* [The task]: Without copying any picture, return all lines below exactly.

* [Given records]:
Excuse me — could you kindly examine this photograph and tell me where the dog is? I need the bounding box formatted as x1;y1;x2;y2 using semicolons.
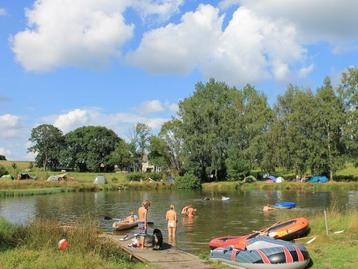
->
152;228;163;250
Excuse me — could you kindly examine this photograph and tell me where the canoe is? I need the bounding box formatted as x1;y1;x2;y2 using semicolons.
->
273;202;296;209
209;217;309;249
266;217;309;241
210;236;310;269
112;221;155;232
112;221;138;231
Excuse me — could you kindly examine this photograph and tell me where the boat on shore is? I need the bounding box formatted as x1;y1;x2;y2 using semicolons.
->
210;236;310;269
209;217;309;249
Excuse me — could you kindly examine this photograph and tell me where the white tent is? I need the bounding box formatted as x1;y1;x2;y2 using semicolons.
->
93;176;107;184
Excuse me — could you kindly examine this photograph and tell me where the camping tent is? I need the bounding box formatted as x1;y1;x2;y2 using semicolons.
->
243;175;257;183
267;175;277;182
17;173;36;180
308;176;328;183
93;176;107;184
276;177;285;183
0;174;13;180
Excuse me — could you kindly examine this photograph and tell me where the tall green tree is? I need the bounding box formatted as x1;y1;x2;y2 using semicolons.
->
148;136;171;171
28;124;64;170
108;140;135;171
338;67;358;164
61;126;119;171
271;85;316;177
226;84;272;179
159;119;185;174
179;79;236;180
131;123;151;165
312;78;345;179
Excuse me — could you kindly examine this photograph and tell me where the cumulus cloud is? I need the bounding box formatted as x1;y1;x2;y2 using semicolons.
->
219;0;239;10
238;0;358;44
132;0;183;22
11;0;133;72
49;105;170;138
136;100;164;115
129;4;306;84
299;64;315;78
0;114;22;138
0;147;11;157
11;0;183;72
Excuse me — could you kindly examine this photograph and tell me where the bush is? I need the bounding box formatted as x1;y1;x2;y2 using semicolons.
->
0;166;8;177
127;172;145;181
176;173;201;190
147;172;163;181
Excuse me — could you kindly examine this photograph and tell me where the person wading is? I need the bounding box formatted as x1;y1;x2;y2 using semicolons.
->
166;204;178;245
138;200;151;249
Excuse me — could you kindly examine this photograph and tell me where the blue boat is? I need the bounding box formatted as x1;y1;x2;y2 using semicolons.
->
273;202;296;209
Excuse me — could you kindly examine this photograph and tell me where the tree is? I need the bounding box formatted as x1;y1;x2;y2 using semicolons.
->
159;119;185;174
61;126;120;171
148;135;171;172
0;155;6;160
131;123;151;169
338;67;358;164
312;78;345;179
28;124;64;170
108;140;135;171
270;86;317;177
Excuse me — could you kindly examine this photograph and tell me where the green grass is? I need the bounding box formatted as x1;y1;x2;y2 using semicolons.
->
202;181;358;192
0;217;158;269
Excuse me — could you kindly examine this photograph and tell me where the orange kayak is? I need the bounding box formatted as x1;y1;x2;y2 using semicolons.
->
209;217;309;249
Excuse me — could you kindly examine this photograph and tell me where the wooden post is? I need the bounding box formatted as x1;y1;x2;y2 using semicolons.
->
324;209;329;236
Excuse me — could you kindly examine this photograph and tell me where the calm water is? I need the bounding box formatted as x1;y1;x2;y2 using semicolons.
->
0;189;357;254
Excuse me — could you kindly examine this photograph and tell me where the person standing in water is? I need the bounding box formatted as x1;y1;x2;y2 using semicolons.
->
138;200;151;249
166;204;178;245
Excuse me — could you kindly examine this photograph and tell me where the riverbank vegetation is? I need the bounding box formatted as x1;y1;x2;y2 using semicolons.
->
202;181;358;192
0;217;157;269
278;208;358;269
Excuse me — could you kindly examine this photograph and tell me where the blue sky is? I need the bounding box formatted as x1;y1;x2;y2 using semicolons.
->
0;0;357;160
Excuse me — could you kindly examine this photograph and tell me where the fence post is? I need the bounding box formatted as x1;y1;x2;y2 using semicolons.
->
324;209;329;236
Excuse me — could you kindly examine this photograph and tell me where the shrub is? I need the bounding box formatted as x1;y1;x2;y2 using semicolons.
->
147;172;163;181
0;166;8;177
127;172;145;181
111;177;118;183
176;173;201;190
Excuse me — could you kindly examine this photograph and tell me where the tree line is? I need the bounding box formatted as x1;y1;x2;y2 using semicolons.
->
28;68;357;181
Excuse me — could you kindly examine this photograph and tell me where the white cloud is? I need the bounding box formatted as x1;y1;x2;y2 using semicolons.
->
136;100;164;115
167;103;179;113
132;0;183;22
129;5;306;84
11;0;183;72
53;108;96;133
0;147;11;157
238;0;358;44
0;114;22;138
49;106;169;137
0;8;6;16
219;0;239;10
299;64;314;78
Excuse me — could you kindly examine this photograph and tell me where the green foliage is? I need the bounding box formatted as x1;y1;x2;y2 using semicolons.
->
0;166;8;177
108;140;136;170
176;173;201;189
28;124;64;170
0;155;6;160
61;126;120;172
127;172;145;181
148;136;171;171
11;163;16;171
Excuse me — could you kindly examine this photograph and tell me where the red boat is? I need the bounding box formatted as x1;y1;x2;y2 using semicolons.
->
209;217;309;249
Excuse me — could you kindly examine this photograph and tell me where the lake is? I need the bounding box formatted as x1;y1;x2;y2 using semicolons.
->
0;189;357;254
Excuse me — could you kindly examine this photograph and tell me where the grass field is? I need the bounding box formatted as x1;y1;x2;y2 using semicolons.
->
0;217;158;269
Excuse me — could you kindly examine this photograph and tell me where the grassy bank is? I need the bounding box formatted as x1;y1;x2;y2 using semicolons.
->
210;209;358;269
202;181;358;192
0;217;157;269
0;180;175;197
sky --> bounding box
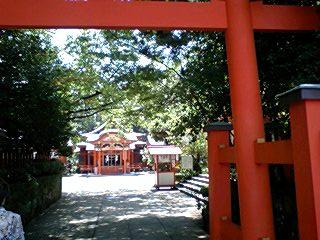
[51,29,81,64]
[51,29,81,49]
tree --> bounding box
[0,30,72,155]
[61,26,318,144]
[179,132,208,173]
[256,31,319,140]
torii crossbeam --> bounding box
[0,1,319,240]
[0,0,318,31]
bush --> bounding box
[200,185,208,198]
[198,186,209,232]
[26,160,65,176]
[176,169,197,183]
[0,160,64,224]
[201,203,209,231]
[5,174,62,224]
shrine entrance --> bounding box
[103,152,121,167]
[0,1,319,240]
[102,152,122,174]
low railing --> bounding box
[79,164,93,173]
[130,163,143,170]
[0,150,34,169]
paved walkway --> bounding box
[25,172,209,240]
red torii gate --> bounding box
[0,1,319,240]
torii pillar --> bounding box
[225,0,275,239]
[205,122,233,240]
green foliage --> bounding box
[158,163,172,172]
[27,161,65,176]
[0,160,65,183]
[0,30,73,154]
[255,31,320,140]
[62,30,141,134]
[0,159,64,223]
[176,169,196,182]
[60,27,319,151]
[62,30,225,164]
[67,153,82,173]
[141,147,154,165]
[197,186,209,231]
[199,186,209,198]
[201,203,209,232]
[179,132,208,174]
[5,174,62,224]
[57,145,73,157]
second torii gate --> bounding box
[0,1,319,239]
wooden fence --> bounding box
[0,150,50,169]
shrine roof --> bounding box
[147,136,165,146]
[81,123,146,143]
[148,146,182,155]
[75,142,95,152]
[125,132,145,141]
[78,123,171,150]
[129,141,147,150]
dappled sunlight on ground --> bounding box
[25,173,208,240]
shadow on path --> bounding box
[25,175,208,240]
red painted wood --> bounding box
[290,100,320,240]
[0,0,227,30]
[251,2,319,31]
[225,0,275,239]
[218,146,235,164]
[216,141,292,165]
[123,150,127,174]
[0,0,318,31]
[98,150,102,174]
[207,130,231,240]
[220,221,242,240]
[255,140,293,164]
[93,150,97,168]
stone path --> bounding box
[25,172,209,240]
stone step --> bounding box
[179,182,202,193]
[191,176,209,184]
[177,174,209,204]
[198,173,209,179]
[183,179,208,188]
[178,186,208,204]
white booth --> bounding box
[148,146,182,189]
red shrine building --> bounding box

* [Response for this exercise]:
Excuse me — could you kindly examine this photograph and tell me where the dog is? I need the bounding box formatted as x1;y1;x2;y2 using semicolons.
->
152;228;163;250
Excuse me — could you kindly examine this photograph and tell me where the canoe is? I need the bounding box formatted as x1;y1;x2;y2 using semicolons.
->
273;202;296;209
209;217;309;249
266;217;309;241
210;236;310;269
112;221;155;232
112;221;138;231
Excuse me — could you kindly examine this photograph and tell me where the boat on shore is? I need the bounding box formatted as x1;y1;x2;y2 using semicolons.
->
210;236;310;269
209;217;309;249
Excuse me — could you kindly examine this photograph and tell me where the white tent is? I need the bounding box formatted as x1;y1;x2;y2 using semicolons.
->
93;176;107;184
Excuse me — could you kindly examine this photograph and tell me where the camping tent is? I need the bounding box formatted as x1;y1;x2;y2 using semicolons.
->
243;175;257;183
267;175;277;182
17;173;36;180
308;176;328;183
93;176;107;184
276;177;285;183
0;174;13;180
Excuse me — could you kindly examine this photograph and tell me where the tall green tree is? I need the bounding box formatted as x1;y1;x2;y2 using semicolons.
->
148;136;171;171
28;124;64;170
108;140;135;171
338;67;358;164
61;126;119;171
271;85;316;177
226;84;272;179
159;119;185;174
179;79;236;180
131;123;151;165
312;78;345;179
Excuse me — could you kindly examine this photograph and tell me where the cumulus cloud is? I need the bounding box formatted as x1;y1;x2;y2 using semicolons.
->
219;0;239;10
238;0;358;44
132;0;183;22
11;0;133;72
49;105;170;138
136;100;164;115
129;4;306;84
299;64;315;78
0;114;22;138
0;147;11;157
11;0;183;72
Excuse me — could you kindly examine this photograph and tell me where the bush is? I need the bounding box formatted as x1;y1;x2;y2 using semicolons.
->
0;166;8;177
127;172;145;181
176;173;201;190
147;172;163;181
Excuse me — could you kindly examine this photograph and tell me where the person wading is? I need the bounding box formatted as x1;y1;x2;y2 using semicolons.
->
166;204;178;245
138;200;151;249
Excuse me — could you kindly examine this photograph and tell me where the blue boat is? I need the bounding box formatted as x1;y1;x2;y2 using semicolons.
->
273;202;296;209
Excuse me — could you kindly examine this photograph and tell me where the tree is? I need the bounding box formatted as x1;y1;x2;y2 using semicolons.
->
159;119;185;174
61;126;120;171
148;135;171;172
0;155;6;160
131;123;151;169
338;67;358;164
312;78;345;179
28;124;64;170
108;140;135;171
270;86;317;177
Excuse me — could you kindly examine this photograph and tell me where the green grass is? I need the bounding box formatted as x1;y1;x2;y2 using semicolons.
->
202;181;358;192
0;217;158;269
Excuse me — could you kindly examine this photograph and tell me where the orange kayak is? I need the bounding box formatted as x1;y1;x2;y2 using semicolons.
->
209;217;309;249
Excuse me — could you kindly examine this photograph and tell me where the wooden post is? I need the bounding box formatted as x1;y1;x2;y2 using semicolons.
->
324;209;329;236
Excuse me — could you kindly examine this photograph and tell me where the calm water is? I need the bounding box formatted as x1;y1;x2;y2 using semicolons.
->
0;189;357;254
Excuse me — could you kindly examine this photograph and tell me where the person standing in water is? I need the bounding box formatted as x1;y1;x2;y2 using semicolons.
->
138;200;151;249
166;204;178;245
Excuse me — could you kindly examine this photograph and tell me where the riverbank vegetation is? I need the bounding box formatted as x1;y1;x2;y2 using semicolons.
->
202;181;358;192
0;217;157;269
278;208;358;269
Excuse me — could you kindly examine this photograph and tell me where the blue sky is? I need the bounding box formatted as x1;y1;x2;y2 using semicolons.
->
0;0;357;160
Excuse me — could you kindly examine this photograph and tell me where the fence post is? I need the bounding box formatted as x1;y1;x2;y2 using semicolons.
->
324;209;329;236
Excuse me — could you kindly examine this photograph and tell me where the shrub is? I need the bounding box formatted as x1;y1;x2;y2 using semicolons.
->
147;172;163;181
0;166;8;177
127;172;145;181
111;177;118;183
176;173;201;190
Excuse me — could you kindly examine this photograph and tell me where the tree line is? I need the bounding box formatted as x1;y1;x2;y2 using semicolons.
->
28;68;357;181
Excuse me — could you kindly examine this photograph and tell me where the white cloud is? I need the bounding box formatted as x1;y1;x2;y2 using semicolons.
->
136;100;164;115
167;103;179;113
132;0;183;22
129;5;306;84
11;0;183;72
53;108;96;133
0;147;11;157
238;0;358;44
0;114;22;138
49;106;169;137
0;8;6;16
219;0;239;10
299;64;314;78
Excuse me — could you kindly examine this photograph and tell me where the green foliage is? I need the bounding box formatted as x1;y1;x2;y2 using semicolons.
->
0;166;8;177
108;140;136;170
176;173;201;189
28;124;64;170
0;155;6;160
61;126;120;172
127;172;145;181
148;136;171;171
11;163;16;171
Excuse me — could you kindly examine this photograph and tell me where the red boat is? I need the bounding box formatted as x1;y1;x2;y2 using semicolons.
->
209;217;309;249
Excuse me — could you kindly examine this photograph and tell me where the lake is? I need the bounding box formatted as x1;y1;x2;y2 using semicolons.
->
0;189;357;254
Excuse me — could you kindly examine this photograph and tell me where the grass field is? I need the bounding box formatted as x1;y1;x2;y2 using semicolons.
->
0;217;158;269
Excuse me — could you kindly examine this photograph and tell me where the grassy bank is? I need the bounding box formatted as x1;y1;x2;y2 using semicolons.
->
210;209;358;269
202;181;358;192
0;217;157;269
0;180;175;197
sky --> bounding box
[51,29,81,64]
[51,29,81,49]
tree --> bounding box
[0,30,72,155]
[61,26,318,144]
[179,132,208,173]
[256,31,319,140]
torii crossbeam --> bounding box
[0,1,319,240]
[0,0,318,31]
bush --> bounding box
[200,185,208,198]
[198,186,209,232]
[26,160,65,176]
[176,169,197,183]
[0,160,64,224]
[201,203,209,231]
[5,174,62,224]
shrine entrance --> bounding box
[103,152,121,167]
[0,1,319,240]
[102,152,122,174]
low railing --> bounding box
[79,164,93,173]
[130,163,143,170]
[0,150,34,169]
paved walkway --> bounding box
[25,172,209,240]
red torii gate --> bounding box
[0,1,319,240]
torii pillar --> bounding box
[225,0,275,239]
[205,122,233,240]
green foliage --> bounding box
[158,163,172,172]
[27,161,65,176]
[0,160,65,183]
[0,30,73,154]
[255,31,320,140]
[62,30,141,134]
[0,159,64,223]
[176,169,196,182]
[60,27,319,151]
[62,30,225,164]
[67,153,82,173]
[141,147,154,165]
[197,186,209,231]
[199,186,209,198]
[201,203,209,232]
[179,132,208,174]
[5,174,62,224]
[57,145,73,157]
second torii gate --> bounding box
[0,1,319,239]
wooden fence --> bounding box
[0,150,50,169]
shrine roof --> bounding box
[147,136,165,146]
[81,123,146,143]
[148,146,182,155]
[75,142,95,152]
[125,132,145,141]
[78,123,171,150]
[129,141,147,150]
dappled sunlight on ground --> bounding box
[25,173,208,240]
shadow on path --> bounding box
[25,175,208,240]
red painted wood --> bounding box
[290,100,320,240]
[0,0,227,30]
[251,2,319,31]
[225,0,275,239]
[218,146,235,164]
[216,141,292,165]
[123,150,127,174]
[0,0,318,31]
[98,150,102,174]
[207,130,231,240]
[220,221,242,240]
[255,140,293,164]
[93,150,97,168]
stone path --> bounding box
[25,172,209,240]
stone step --> bounding box
[179,182,202,193]
[191,176,209,184]
[177,174,209,204]
[198,173,209,179]
[183,179,208,188]
[178,186,208,204]
white booth --> bounding box
[148,146,182,189]
red shrine building --> bounding box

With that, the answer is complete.